→ **Written exercise a**: Edit the pointing data rows below by replacing "ripe cherry" with "red cherry" and leaving everything else unchanged. Omit the pictures from your answer.

→ **Excerpt to read**:
Berg Lake, in British Columbia's Mount Robson Provincial Park, is
possibly the most spectacular destination in the
Canadian Rockies. Nestled beneath Robson's mighty Emperor Face, the Berg glacier
descends steeply to the shore of the vivid turquoise lake. If you're
visiting the Rockies, it's a place you simply must see. The 26 mile roundtrip to the lake along the
Berg Lake trail can be done as a fabulous but slightly crazy day hike (my brother and I did that in 2006), or you
can camp at the lake and hike on up to Snowbird Pass.
The video, the Berg
Lake trail map
, and the description below are based on our second trip to Mount Robson, done as a backpack in 2011.
We did a 2 night backpack, camping at Berg Lake and pushing on toward Snowbird Pass
as a day hike, but there are several great
campgrounds making lots of other trips possible.
Trail mileages (one way):
4.4 - Kinney Lake campground and shelter
6.8 - Whitehorn campground and shelter
10.0 - Emperor Falls campground
11.8 - Marmot campground (first lake views)

→ **Written exercise b**: Reproduce the Berg Lake passage word for word between "We did a 2 night" and "(first lake views)", inclusive.

Excerpts of pointing data

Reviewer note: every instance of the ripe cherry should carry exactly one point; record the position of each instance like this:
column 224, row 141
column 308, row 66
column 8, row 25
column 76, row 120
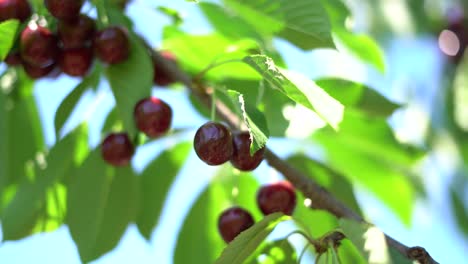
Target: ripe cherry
column 76, row 62
column 64, row 9
column 213, row 143
column 233, row 221
column 38, row 46
column 117, row 149
column 277, row 197
column 76, row 34
column 13, row 58
column 153, row 116
column 161, row 76
column 112, row 45
column 14, row 9
column 241, row 158
column 35, row 72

→ **Task output a**:
Reviewer note: every instance of the red cherry should carry exactly one point; record the position of each instance like this:
column 224, row 141
column 308, row 66
column 8, row 25
column 76, row 120
Target: red cherry
column 76, row 62
column 64, row 9
column 213, row 143
column 233, row 221
column 38, row 46
column 117, row 149
column 277, row 197
column 76, row 34
column 13, row 58
column 153, row 116
column 161, row 76
column 112, row 45
column 14, row 9
column 241, row 158
column 35, row 72

→ **Task output b**:
We did a 2 night backpack, camping at Berg Lake and pushing on toward Snowbird Pass
as a day hike, but there are several great
campgrounds making lots of other trips possible.
Trail mileages (one way):
4.4 - Kinney Lake campground and shelter
6.8 - Whitehorn campground and shelter
10.0 - Emperor Falls campground
11.8 - Marmot campground (first lake views)